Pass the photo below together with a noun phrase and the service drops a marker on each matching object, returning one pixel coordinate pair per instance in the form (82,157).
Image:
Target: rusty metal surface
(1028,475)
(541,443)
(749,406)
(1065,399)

☆ ☆ ☆ ☆ ☆ ☆ ☆

[WRITTEN TASK]
Copy out the entries above, switching "rusty" to "corroded" and leaving every other word the same.

[EXERCISE OUTPUT]
Pass the photo below together with a noun phrase and the service drops a marker on each matching object, returning one pixel coordinate pair per instance in the form (82,157).
Image:
Target: corroded metal surface
(1028,475)
(541,443)
(749,406)
(1065,399)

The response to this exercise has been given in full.